§ DO THIS
Every line from the one containing "Q: Point out each instance of the speckled chicken" to the final line of the material below must be reproduced exactly; leave out all other lines.

§ MATERIALS PROVIDED
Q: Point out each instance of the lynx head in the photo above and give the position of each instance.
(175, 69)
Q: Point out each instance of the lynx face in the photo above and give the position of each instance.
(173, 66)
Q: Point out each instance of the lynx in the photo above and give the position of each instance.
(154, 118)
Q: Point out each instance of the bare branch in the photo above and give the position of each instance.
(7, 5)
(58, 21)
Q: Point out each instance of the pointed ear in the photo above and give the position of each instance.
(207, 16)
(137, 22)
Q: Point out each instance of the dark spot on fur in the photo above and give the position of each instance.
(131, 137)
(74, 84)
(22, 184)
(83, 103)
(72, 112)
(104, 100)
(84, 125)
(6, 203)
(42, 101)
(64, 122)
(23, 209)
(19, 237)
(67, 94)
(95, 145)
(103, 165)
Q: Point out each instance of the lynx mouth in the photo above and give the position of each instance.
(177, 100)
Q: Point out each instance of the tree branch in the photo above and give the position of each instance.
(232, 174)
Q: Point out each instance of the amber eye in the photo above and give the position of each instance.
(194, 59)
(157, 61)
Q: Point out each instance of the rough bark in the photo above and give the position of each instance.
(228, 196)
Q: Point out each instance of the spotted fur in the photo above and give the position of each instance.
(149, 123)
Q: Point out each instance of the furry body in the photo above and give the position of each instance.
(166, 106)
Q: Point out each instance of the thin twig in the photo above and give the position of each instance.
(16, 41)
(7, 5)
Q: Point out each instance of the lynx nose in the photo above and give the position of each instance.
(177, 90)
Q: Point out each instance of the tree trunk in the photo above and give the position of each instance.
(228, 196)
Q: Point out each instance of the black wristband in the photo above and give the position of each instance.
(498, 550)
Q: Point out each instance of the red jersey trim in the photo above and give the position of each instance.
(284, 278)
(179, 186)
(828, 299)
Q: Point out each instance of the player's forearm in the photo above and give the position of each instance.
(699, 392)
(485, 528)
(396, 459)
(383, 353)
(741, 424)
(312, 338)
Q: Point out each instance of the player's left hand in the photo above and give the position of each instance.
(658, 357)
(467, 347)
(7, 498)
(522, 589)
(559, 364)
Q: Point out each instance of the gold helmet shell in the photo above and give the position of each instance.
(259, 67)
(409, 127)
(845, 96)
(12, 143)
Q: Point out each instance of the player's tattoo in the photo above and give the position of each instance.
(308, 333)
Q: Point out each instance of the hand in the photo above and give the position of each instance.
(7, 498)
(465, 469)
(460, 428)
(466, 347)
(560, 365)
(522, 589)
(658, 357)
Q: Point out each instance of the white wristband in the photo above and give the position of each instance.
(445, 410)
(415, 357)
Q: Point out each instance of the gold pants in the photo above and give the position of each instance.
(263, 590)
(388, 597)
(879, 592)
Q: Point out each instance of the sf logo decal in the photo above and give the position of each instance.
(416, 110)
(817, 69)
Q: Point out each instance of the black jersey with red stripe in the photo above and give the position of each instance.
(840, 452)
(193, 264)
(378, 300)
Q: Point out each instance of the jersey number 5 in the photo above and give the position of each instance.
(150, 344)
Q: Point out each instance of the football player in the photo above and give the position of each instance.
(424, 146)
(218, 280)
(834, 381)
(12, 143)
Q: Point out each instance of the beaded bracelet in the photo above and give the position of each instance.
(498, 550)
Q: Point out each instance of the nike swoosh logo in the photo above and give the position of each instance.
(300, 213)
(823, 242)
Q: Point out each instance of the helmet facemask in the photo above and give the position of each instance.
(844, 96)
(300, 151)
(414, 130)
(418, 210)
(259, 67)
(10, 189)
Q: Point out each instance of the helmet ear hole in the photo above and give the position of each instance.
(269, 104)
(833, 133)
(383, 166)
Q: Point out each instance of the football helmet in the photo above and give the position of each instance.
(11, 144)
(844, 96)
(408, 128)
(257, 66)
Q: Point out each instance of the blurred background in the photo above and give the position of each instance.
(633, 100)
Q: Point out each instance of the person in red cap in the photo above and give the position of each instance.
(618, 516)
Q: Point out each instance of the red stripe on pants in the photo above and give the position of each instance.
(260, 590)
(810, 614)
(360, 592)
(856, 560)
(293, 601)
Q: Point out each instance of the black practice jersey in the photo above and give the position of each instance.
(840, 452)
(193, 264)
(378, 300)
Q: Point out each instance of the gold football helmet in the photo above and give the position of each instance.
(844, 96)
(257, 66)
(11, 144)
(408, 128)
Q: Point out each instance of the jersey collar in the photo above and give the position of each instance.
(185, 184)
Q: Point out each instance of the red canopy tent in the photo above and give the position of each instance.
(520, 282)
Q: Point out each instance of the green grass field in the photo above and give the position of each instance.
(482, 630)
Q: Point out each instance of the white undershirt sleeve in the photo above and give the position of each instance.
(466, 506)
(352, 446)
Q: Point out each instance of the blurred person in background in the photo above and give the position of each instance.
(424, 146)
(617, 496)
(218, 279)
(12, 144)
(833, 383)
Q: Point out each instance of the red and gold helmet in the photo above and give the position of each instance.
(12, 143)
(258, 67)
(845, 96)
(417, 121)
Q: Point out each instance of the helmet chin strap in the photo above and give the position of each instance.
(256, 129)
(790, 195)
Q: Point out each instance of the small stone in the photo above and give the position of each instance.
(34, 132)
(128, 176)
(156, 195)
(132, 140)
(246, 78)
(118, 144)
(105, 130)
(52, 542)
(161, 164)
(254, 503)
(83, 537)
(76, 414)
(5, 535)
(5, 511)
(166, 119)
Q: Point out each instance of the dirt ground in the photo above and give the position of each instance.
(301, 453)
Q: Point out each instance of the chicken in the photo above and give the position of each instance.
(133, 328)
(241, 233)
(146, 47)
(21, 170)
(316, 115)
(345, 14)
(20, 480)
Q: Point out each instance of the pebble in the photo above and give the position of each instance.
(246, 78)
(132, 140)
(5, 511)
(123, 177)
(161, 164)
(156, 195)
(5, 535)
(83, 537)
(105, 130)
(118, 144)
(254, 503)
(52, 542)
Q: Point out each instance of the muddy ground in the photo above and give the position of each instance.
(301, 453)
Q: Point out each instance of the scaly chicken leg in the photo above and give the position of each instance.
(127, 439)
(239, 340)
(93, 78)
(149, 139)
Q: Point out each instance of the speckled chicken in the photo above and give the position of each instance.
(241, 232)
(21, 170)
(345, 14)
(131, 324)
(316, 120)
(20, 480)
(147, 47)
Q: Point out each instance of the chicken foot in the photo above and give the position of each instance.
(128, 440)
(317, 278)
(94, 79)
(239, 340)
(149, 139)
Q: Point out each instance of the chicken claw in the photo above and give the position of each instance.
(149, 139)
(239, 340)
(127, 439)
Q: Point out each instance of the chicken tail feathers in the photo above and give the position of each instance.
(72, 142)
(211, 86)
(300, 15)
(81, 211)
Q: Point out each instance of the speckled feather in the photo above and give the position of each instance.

§ THE COMPLETED TASK
Q: Point out each instance of the speckled chicken in the photo above and give the position of each instance.
(241, 232)
(21, 170)
(345, 14)
(131, 324)
(316, 120)
(20, 480)
(147, 47)
Q: Point out each instance of the chicken foot in the photo above and give the position of each instance.
(128, 440)
(317, 278)
(94, 79)
(239, 340)
(149, 139)
Q: Point out each instance of the chicken claw in the photo above and give the position of each instance.
(149, 139)
(239, 340)
(127, 439)
Q: Point out each instance of the chicken tail feathers in the photo above and give the position of each instance.
(72, 142)
(211, 86)
(300, 15)
(81, 211)
Q: Point out each instance of the speckled feather in the photo above and give the position of each instance.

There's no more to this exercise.